**Required work**
#1 From the email about the WAL writer, write out the passage that opens with the words containing "On 2016-02-18 09:51:20" and closes with "OS (hint bits?)".
#2 Translate this sentence from the email about the WAL writer into Spanish: "Hint bits aren't related to OS writes."

**Page**
========================================================================
On 2016-02-18 09:51:20 +0100, Fabien COELHO wrote:
> I've looked at these patches, especially the whole bench of explanations and
> comments which is a good source for understanding what is going on in the
> WAL writer, a part of pg I'm not familiar with.
> When reading the patch 0002 explanations, I had the following comments:
> AFAICS, there are several levels of actions when writing things in pg:
>  0: the thing is written in some internal buffer
>  1: the buffer is advised to be passed to the OS (hint bits?)

Hint bits aren't related to OS writes. They're about information like
'this transaction committed' or 'all tuples on this page are visible'.

>  2: the buffer is actually passed to the OS (write, flush)
>  3: the OS is advised to send the written data to the io subsystem
>     (sync_file_range with SYNC_FILE_RANGE_WRITE)
>  4: the OS is required to send the written data to the disk
>     (fsync, sync_file_range with SYNC_FILE_RANGE_WAIT_AFTER)

We can't easily rely on sync_file_range(SYNC_FILE_RANGE_WAIT_AFTER) -
the guarantees it gives aren't well defined, and actually changed across

0002 is about something different, it's about the WAL writer. Which
writes WAL to disk, so individual backends don't have to. It does so in
the background every wal_writer_delay or whenever a tranasaction
asynchronously commits.  The reason this interacts with checkpoint
flushing is that, when we flush writes on a regular pace, the writes by
the checkpointer happen inbetween the very frequent writes/fdatasync()
========================================================================
**Data lines**
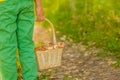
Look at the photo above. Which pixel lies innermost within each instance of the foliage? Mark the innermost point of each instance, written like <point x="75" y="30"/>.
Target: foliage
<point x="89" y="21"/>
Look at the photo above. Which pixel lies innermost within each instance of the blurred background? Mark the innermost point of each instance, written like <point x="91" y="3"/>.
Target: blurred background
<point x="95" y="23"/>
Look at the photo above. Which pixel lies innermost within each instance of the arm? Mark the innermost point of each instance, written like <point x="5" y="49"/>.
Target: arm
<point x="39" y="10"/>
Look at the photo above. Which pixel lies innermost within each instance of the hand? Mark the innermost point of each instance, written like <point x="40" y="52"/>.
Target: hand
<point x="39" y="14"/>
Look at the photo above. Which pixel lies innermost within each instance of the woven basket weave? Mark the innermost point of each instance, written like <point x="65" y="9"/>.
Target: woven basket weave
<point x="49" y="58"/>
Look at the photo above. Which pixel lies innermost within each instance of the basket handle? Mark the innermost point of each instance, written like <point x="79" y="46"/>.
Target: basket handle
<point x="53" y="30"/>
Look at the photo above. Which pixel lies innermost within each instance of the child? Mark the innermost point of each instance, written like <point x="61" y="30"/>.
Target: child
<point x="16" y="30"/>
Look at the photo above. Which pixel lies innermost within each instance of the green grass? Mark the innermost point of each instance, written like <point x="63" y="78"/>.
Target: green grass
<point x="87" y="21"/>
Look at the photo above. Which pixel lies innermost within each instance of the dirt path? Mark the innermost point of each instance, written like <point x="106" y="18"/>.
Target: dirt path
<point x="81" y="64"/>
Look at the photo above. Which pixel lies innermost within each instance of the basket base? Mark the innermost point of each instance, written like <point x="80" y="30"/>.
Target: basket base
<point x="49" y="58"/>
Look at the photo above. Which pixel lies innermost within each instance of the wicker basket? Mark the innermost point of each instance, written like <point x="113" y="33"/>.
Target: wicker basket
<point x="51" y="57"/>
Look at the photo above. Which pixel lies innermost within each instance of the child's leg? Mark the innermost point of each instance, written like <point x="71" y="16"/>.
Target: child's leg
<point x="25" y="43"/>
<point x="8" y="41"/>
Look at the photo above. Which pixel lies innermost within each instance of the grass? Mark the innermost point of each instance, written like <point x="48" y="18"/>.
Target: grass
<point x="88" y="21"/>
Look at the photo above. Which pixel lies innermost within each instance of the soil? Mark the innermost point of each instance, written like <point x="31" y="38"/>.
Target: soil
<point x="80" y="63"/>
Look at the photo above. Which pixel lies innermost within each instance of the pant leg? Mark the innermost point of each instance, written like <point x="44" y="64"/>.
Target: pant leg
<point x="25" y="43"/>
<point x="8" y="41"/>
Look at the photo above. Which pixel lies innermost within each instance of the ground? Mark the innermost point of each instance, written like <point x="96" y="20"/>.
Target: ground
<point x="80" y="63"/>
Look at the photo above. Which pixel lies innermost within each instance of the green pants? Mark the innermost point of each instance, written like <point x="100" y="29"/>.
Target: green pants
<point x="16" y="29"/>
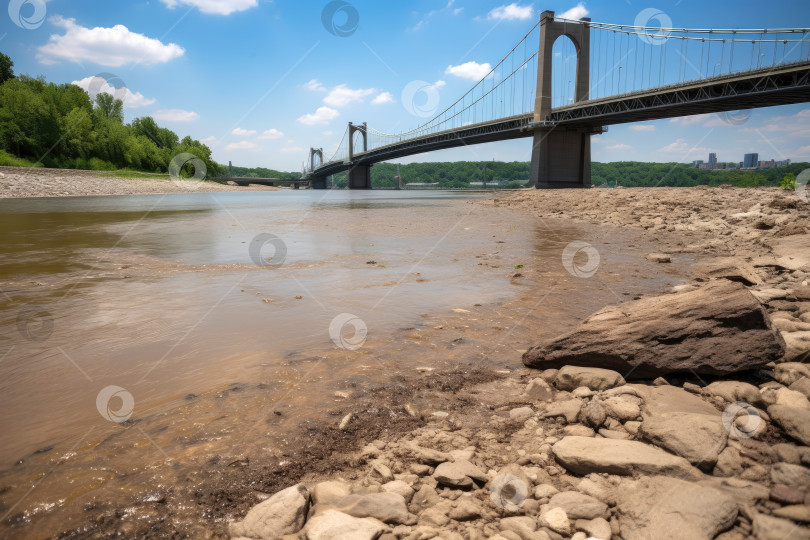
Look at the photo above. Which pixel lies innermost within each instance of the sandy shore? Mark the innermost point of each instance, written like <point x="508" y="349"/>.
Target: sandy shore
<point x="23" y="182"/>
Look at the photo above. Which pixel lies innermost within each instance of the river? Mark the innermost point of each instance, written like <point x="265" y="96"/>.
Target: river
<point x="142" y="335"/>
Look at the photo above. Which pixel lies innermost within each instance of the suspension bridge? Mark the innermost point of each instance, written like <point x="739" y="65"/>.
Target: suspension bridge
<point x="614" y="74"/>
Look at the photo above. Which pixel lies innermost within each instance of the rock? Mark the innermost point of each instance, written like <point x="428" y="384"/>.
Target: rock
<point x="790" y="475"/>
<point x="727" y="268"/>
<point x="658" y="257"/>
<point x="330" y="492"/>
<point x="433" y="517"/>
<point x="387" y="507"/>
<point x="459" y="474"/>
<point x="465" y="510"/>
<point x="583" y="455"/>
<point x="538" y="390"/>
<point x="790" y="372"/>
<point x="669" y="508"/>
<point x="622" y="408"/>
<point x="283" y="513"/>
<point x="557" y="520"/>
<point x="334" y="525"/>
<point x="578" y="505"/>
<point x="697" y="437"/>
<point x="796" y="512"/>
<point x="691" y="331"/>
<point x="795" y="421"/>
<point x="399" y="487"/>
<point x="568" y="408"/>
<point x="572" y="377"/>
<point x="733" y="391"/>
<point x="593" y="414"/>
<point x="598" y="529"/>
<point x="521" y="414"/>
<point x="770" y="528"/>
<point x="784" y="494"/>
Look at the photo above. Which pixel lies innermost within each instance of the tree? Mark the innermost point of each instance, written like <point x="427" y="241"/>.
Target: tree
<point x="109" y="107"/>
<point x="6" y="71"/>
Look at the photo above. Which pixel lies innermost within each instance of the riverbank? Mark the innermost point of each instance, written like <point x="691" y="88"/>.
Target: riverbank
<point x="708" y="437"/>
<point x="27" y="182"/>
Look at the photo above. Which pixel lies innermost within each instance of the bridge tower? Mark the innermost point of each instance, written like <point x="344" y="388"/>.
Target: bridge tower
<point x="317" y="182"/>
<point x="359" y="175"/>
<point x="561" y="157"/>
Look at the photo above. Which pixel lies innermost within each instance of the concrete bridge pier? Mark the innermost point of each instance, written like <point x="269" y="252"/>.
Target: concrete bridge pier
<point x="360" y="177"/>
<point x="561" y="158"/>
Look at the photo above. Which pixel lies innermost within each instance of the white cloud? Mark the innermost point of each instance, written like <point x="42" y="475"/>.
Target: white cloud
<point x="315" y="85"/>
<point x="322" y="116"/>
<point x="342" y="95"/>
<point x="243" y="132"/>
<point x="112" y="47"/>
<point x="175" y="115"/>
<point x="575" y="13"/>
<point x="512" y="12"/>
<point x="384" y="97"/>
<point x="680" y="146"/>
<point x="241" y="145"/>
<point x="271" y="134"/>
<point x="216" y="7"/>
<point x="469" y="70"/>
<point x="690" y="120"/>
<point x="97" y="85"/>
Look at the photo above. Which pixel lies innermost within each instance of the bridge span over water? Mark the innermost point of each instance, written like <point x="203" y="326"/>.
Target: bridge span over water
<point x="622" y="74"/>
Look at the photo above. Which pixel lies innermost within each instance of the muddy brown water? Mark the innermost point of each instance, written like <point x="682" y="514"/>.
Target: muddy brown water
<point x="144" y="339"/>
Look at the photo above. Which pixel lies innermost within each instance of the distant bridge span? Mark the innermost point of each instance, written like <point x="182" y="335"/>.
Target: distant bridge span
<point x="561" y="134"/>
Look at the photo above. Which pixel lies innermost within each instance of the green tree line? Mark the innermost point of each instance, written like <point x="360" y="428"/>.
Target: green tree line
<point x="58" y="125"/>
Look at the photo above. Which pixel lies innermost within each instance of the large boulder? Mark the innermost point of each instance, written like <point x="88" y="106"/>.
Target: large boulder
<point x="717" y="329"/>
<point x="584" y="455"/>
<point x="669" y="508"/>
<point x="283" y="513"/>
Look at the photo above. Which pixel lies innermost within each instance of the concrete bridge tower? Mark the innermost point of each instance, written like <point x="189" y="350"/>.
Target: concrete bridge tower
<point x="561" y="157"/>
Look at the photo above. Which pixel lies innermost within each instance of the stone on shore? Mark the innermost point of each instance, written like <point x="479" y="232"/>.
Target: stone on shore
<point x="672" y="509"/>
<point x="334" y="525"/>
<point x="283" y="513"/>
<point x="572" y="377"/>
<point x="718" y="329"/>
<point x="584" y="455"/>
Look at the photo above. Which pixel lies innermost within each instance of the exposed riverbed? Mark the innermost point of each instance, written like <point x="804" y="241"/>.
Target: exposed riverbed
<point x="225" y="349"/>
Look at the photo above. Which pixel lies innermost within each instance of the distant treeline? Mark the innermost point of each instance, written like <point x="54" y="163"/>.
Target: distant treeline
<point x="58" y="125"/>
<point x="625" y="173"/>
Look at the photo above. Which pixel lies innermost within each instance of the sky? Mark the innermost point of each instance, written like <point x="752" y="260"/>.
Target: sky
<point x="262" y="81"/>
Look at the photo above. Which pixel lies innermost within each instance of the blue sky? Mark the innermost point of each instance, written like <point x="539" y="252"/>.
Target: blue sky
========================================================================
**Answers given**
#1
On 2016-02-18 09:51:20 +0100, Fabien COELHO wrote:
> I've looked at these patches, especially the whole bench of explanations and
> comments which is a good source for understanding what is going on in the
> WAL writer, a part of pg I'm not familiar with.
> When reading the patch 0002 explanations, I had the following comments:
> AFAICS, there are several levels of actions when writing things in pg:
>  0: the thing is written in some internal buffer
>  1: the buffer is advised to be passed to the OS (hint bits?)

#2 Los hint bits no están relacionados con las escrituras del sistema operativo.